WHAT YOU SHOULD DO: When you give the entries again, keep every word as it stands and drop the pictures.

RECORDED DATA:
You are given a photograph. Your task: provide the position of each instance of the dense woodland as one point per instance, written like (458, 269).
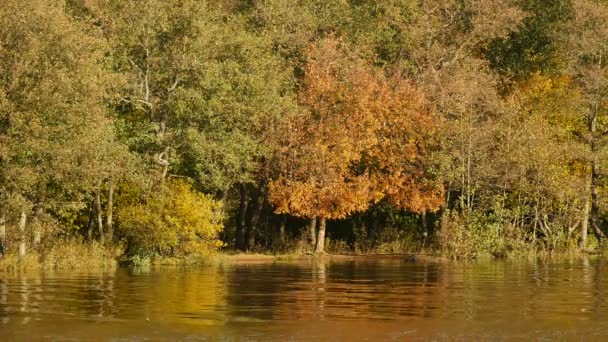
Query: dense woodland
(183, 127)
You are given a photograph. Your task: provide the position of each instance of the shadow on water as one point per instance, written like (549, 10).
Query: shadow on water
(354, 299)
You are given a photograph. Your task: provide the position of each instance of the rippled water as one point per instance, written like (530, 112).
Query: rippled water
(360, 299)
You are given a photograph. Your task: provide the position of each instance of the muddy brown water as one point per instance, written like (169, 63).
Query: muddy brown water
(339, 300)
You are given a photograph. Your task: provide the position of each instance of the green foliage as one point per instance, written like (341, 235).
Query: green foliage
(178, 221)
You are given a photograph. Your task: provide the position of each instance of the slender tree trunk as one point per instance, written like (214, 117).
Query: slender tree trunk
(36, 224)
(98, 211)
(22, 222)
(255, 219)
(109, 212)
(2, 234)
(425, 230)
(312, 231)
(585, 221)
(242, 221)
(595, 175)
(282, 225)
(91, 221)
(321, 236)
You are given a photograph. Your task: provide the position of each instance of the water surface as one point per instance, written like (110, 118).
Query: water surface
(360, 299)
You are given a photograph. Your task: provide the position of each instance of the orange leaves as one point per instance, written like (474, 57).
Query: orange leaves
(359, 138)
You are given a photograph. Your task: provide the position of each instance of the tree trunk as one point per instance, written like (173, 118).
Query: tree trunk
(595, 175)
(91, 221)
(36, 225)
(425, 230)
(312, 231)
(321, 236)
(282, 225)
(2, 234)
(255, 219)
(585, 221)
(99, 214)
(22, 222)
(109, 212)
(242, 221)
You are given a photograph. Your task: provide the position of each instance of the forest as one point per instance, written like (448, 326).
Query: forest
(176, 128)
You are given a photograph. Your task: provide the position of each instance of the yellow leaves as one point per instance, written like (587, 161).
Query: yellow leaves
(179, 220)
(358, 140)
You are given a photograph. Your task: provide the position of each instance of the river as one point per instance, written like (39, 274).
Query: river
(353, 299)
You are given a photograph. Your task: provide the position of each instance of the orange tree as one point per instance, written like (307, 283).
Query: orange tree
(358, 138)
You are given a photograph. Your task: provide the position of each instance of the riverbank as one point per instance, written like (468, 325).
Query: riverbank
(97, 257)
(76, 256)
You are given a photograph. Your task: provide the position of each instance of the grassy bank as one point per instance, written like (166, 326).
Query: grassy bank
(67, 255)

SOLUTION:
You are given a photograph. Your task: provide the position of each instance of the dense woodland as one point per instance, written like (458, 269).
Query: dense woodland
(183, 127)
You are given a photograph. Your task: provide the position of each instance of the shadow on water as one point per instance, written like (549, 10).
Query: shadow on water
(354, 299)
You are given a photograph. Your task: provide the position of each instance of the rippled water as one point per instance, written like (530, 112).
Query: rippled water
(360, 299)
You are given a photograph. Your task: provide the position of each instance of the muddy brown water as one point per instance, written like (169, 63).
Query: muddy brown water
(339, 300)
You are given a photograph. Your task: provide the position of each instance of the green foliage as one point per instance, written like (341, 235).
Query: green foliage
(178, 221)
You are given a photograph. Your task: provide the position of each instance of the slender tree trunk as one point per instance, written like (214, 117).
Query: slender tree trunk
(36, 224)
(98, 211)
(22, 222)
(255, 219)
(109, 212)
(2, 234)
(425, 230)
(312, 231)
(585, 221)
(242, 221)
(595, 175)
(282, 225)
(91, 221)
(321, 236)
You are given a photograph. Your task: provide the position of each instance of the water surface as one point per instance, written like (110, 118).
Query: water surface
(360, 299)
You are given a photograph. Your task: provide the position of each instance of the orange leaves as one point per instance, written like (474, 57).
Query: orange leaves
(359, 138)
You are given a photograph. Your task: provide the position of each instance of the tree trunk as one point per instance, written like (173, 118).
Query: tree trunk
(595, 175)
(91, 221)
(36, 225)
(425, 230)
(312, 231)
(321, 236)
(282, 225)
(2, 234)
(255, 219)
(585, 221)
(99, 214)
(22, 222)
(109, 212)
(242, 221)
You are given a photograph. Your task: provide the position of each instance of the forest as one point per instance, written like (448, 326).
Query: forest
(176, 128)
You are given a photograph. Your task: provide the position of each instance of the yellow leaves as one point per instance, written like (587, 161).
Query: yellow leaves
(179, 220)
(358, 140)
You are given a photograph. Your task: provide the position of each instance of the river as one point per instance, written like (39, 274).
Query: river
(353, 299)
You are given a photograph. Your task: provide the position of each instance of the orange tree as one point per instance, written like (307, 283).
Query: orange tree
(358, 138)
You are given a photograph. Your task: provide the position of each instance of the riverbank as one point per instance, written like (468, 325).
Query: riverbank
(97, 257)
(76, 256)
You are given a photograph. Your task: provide the position of each instance of the grassy bank as one point per instance, written like (166, 326).
Query: grassy bank
(67, 255)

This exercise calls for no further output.